● Given exercise: Put every line of the rows below into a JSON list of strings, one string per line, with blank lines omitted. Leave the pictures out.

● Data extract:
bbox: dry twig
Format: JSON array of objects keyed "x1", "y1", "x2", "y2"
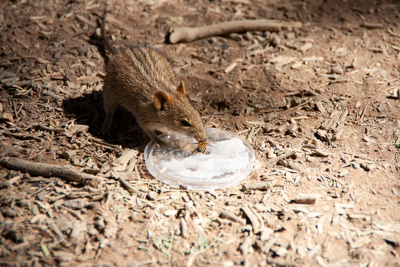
[
  {"x1": 0, "y1": 157, "x2": 100, "y2": 187},
  {"x1": 169, "y1": 19, "x2": 302, "y2": 44}
]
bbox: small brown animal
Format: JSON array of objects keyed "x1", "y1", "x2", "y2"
[{"x1": 102, "y1": 12, "x2": 207, "y2": 151}]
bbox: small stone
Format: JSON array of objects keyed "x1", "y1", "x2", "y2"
[
  {"x1": 377, "y1": 103, "x2": 386, "y2": 112},
  {"x1": 63, "y1": 199, "x2": 87, "y2": 210}
]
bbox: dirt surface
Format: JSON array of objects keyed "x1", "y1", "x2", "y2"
[{"x1": 0, "y1": 0, "x2": 400, "y2": 266}]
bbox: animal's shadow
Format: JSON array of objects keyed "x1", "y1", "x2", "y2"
[
  {"x1": 63, "y1": 34, "x2": 150, "y2": 148},
  {"x1": 63, "y1": 92, "x2": 149, "y2": 148}
]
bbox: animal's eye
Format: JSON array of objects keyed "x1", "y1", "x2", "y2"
[{"x1": 181, "y1": 120, "x2": 192, "y2": 127}]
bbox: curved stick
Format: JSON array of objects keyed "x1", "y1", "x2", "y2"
[
  {"x1": 0, "y1": 157, "x2": 101, "y2": 187},
  {"x1": 169, "y1": 19, "x2": 302, "y2": 44}
]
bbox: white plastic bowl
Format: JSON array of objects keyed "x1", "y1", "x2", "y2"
[{"x1": 144, "y1": 128, "x2": 255, "y2": 190}]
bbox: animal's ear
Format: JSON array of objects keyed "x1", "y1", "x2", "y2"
[
  {"x1": 176, "y1": 81, "x2": 186, "y2": 96},
  {"x1": 153, "y1": 91, "x2": 172, "y2": 111}
]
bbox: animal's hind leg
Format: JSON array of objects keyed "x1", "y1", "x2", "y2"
[{"x1": 100, "y1": 93, "x2": 118, "y2": 134}]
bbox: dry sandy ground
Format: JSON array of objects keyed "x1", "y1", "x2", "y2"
[{"x1": 0, "y1": 0, "x2": 400, "y2": 266}]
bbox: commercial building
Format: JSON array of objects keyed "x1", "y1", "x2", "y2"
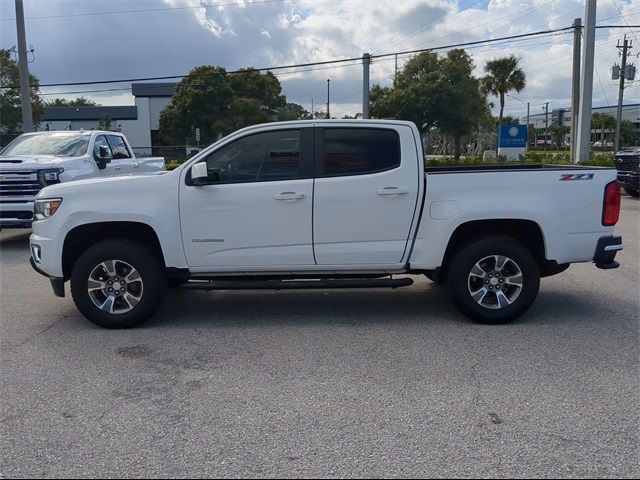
[
  {"x1": 40, "y1": 83, "x2": 177, "y2": 155},
  {"x1": 520, "y1": 103, "x2": 640, "y2": 145}
]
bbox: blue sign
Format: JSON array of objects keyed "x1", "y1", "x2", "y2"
[{"x1": 498, "y1": 125, "x2": 527, "y2": 148}]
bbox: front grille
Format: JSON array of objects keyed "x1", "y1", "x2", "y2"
[
  {"x1": 0, "y1": 210, "x2": 33, "y2": 220},
  {"x1": 0, "y1": 170, "x2": 42, "y2": 203}
]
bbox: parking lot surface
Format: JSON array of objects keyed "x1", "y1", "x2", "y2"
[{"x1": 0, "y1": 197, "x2": 640, "y2": 478}]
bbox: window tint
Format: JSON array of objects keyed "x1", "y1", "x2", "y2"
[
  {"x1": 107, "y1": 135, "x2": 131, "y2": 160},
  {"x1": 1, "y1": 132, "x2": 90, "y2": 157},
  {"x1": 204, "y1": 130, "x2": 301, "y2": 183},
  {"x1": 93, "y1": 135, "x2": 111, "y2": 158},
  {"x1": 323, "y1": 128, "x2": 400, "y2": 177}
]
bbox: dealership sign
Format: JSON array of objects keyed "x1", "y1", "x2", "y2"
[{"x1": 498, "y1": 125, "x2": 527, "y2": 160}]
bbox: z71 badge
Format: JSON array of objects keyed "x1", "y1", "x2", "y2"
[{"x1": 560, "y1": 173, "x2": 595, "y2": 182}]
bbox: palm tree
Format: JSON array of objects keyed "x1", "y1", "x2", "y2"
[
  {"x1": 482, "y1": 55, "x2": 526, "y2": 124},
  {"x1": 591, "y1": 113, "x2": 616, "y2": 147}
]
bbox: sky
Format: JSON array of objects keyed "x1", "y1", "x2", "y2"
[{"x1": 0, "y1": 0, "x2": 640, "y2": 117}]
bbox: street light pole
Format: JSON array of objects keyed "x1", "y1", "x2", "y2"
[{"x1": 327, "y1": 78, "x2": 331, "y2": 119}]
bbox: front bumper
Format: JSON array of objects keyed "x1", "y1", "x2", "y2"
[
  {"x1": 593, "y1": 236, "x2": 622, "y2": 270},
  {"x1": 0, "y1": 202, "x2": 33, "y2": 228},
  {"x1": 29, "y1": 257, "x2": 64, "y2": 297}
]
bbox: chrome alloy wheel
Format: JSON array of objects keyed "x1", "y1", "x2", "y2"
[
  {"x1": 468, "y1": 255, "x2": 523, "y2": 310},
  {"x1": 87, "y1": 260, "x2": 144, "y2": 315}
]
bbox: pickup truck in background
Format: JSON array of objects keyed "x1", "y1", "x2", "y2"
[
  {"x1": 0, "y1": 130, "x2": 165, "y2": 228},
  {"x1": 30, "y1": 120, "x2": 622, "y2": 328},
  {"x1": 614, "y1": 147, "x2": 640, "y2": 197}
]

● Complete answer:
[
  "bbox: dry twig",
  "Format: JSON array of objects keyed \"x1\", \"y1\", \"x2\", \"y2\"",
  "[",
  "  {\"x1\": 0, \"y1\": 157, \"x2\": 100, \"y2\": 187},",
  "  {\"x1\": 169, \"y1\": 19, \"x2\": 302, \"y2\": 44}",
  "]",
  "bbox: small brown animal",
  "Format: JSON array of objects keyed \"x1\", \"y1\", \"x2\", \"y2\"",
  "[{\"x1\": 102, \"y1\": 12, \"x2\": 207, \"y2\": 151}]",
  "bbox: small stone",
  "Format: JSON array of objects keyed \"x1\", \"y1\", \"x2\", \"y2\"",
  "[",
  "  {\"x1\": 377, \"y1\": 103, \"x2\": 386, \"y2\": 112},",
  "  {\"x1\": 63, \"y1\": 199, \"x2\": 87, \"y2\": 210}",
  "]",
  "bbox: dirt surface",
  "Format: JSON array of objects keyed \"x1\", \"y1\", \"x2\", \"y2\"",
  "[{\"x1\": 0, \"y1\": 0, \"x2\": 400, \"y2\": 266}]",
  "bbox: animal's shadow",
  "Format: JSON array of objects keyed \"x1\", \"y1\", \"x2\", \"y2\"",
  "[",
  "  {\"x1\": 63, \"y1\": 34, \"x2\": 150, \"y2\": 148},",
  "  {\"x1\": 63, \"y1\": 92, \"x2\": 149, \"y2\": 148}",
  "]",
  "bbox: animal's eye",
  "Format: JSON array of objects keyed \"x1\", \"y1\", \"x2\", \"y2\"",
  "[{\"x1\": 181, \"y1\": 120, \"x2\": 192, \"y2\": 127}]",
  "bbox: curved stick",
  "Format: JSON array of objects keyed \"x1\", \"y1\", \"x2\", \"y2\"",
  "[",
  "  {\"x1\": 0, \"y1\": 157, \"x2\": 101, \"y2\": 187},",
  "  {\"x1\": 169, \"y1\": 19, \"x2\": 302, \"y2\": 44}",
  "]",
  "bbox: white plastic bowl",
  "Format: JSON array of objects keyed \"x1\", \"y1\", \"x2\", \"y2\"",
  "[{\"x1\": 144, \"y1\": 128, \"x2\": 255, \"y2\": 190}]",
  "bbox: animal's ear",
  "Format: JSON array of objects keyed \"x1\", \"y1\", \"x2\", \"y2\"",
  "[",
  "  {\"x1\": 176, \"y1\": 81, \"x2\": 186, \"y2\": 96},",
  "  {\"x1\": 153, \"y1\": 91, \"x2\": 172, \"y2\": 111}",
  "]",
  "bbox: animal's hind leg",
  "Format: JSON array of objects keyed \"x1\", \"y1\", \"x2\", \"y2\"",
  "[{\"x1\": 100, \"y1\": 93, \"x2\": 118, \"y2\": 134}]",
  "bbox: dry sandy ground",
  "Format: JSON array of objects keyed \"x1\", \"y1\", \"x2\", \"y2\"",
  "[{\"x1\": 0, \"y1\": 0, \"x2\": 400, \"y2\": 266}]",
  "bbox: commercial building",
  "Format: JSON array of objects keyed \"x1\", \"y1\", \"x2\", \"y2\"",
  "[",
  "  {\"x1\": 40, \"y1\": 83, \"x2\": 177, \"y2\": 155},",
  "  {\"x1\": 520, \"y1\": 103, \"x2\": 640, \"y2\": 145}",
  "]",
  "bbox: blue sign",
  "Format: JSON array of objects keyed \"x1\", \"y1\", \"x2\", \"y2\"",
  "[{\"x1\": 498, \"y1\": 125, \"x2\": 527, \"y2\": 148}]",
  "bbox: front grille",
  "Format: JSON array of objects keyed \"x1\", \"y1\", \"x2\", \"y2\"",
  "[",
  "  {\"x1\": 0, \"y1\": 210, \"x2\": 33, \"y2\": 220},",
  "  {\"x1\": 0, \"y1\": 170, \"x2\": 42, \"y2\": 203}",
  "]",
  "bbox: parking lot surface",
  "Format: JSON array of objects keyed \"x1\", \"y1\", \"x2\", \"y2\"",
  "[{\"x1\": 0, \"y1\": 197, \"x2\": 640, \"y2\": 478}]",
  "bbox: window tint",
  "Format: JSON array of objects keyed \"x1\", \"y1\", \"x2\", \"y2\"",
  "[",
  "  {\"x1\": 107, \"y1\": 135, \"x2\": 131, \"y2\": 160},",
  "  {\"x1\": 1, \"y1\": 132, \"x2\": 90, \"y2\": 157},",
  "  {\"x1\": 204, \"y1\": 130, \"x2\": 301, \"y2\": 183},",
  "  {\"x1\": 93, \"y1\": 135, \"x2\": 111, \"y2\": 158},",
  "  {\"x1\": 323, \"y1\": 128, \"x2\": 400, \"y2\": 177}",
  "]",
  "bbox: dealership sign",
  "Format: JSON array of objects keyed \"x1\", \"y1\", \"x2\", \"y2\"",
  "[{\"x1\": 498, \"y1\": 125, \"x2\": 527, \"y2\": 160}]",
  "bbox: z71 badge",
  "Format: JSON array of objects keyed \"x1\", \"y1\", \"x2\", \"y2\"",
  "[{\"x1\": 560, \"y1\": 173, \"x2\": 595, \"y2\": 182}]",
  "bbox: palm tree",
  "Format: JSON array of objects keyed \"x1\", \"y1\", \"x2\", \"y2\"",
  "[",
  "  {\"x1\": 482, \"y1\": 55, \"x2\": 526, \"y2\": 124},",
  "  {\"x1\": 591, \"y1\": 113, \"x2\": 616, \"y2\": 147}",
  "]",
  "bbox: sky",
  "Format: JSON array of objects keyed \"x1\", \"y1\", \"x2\", \"y2\"",
  "[{\"x1\": 0, \"y1\": 0, \"x2\": 640, \"y2\": 117}]",
  "bbox: street light pole",
  "Format: JSON array of objects keyed \"x1\", \"y1\", \"x2\", \"y2\"",
  "[{\"x1\": 327, \"y1\": 78, \"x2\": 331, \"y2\": 119}]",
  "bbox: front bumper",
  "Format: JSON array of objects keyed \"x1\", \"y1\", \"x2\", \"y2\"",
  "[",
  "  {\"x1\": 593, \"y1\": 236, \"x2\": 622, \"y2\": 270},",
  "  {\"x1\": 0, \"y1\": 202, \"x2\": 33, \"y2\": 228},",
  "  {\"x1\": 29, \"y1\": 257, \"x2\": 64, \"y2\": 297}",
  "]",
  "bbox: chrome alloy wheel",
  "Format: JSON array of objects keyed \"x1\", \"y1\", \"x2\", \"y2\"",
  "[",
  "  {\"x1\": 468, \"y1\": 255, \"x2\": 523, \"y2\": 310},",
  "  {\"x1\": 87, \"y1\": 260, \"x2\": 144, \"y2\": 315}",
  "]",
  "bbox: pickup truck in background",
  "Format: JSON array of objects keyed \"x1\", \"y1\", \"x2\", \"y2\"",
  "[",
  "  {\"x1\": 0, \"y1\": 130, \"x2\": 165, \"y2\": 228},",
  "  {\"x1\": 30, \"y1\": 120, \"x2\": 622, \"y2\": 328},",
  "  {\"x1\": 614, \"y1\": 147, \"x2\": 640, \"y2\": 197}",
  "]"
]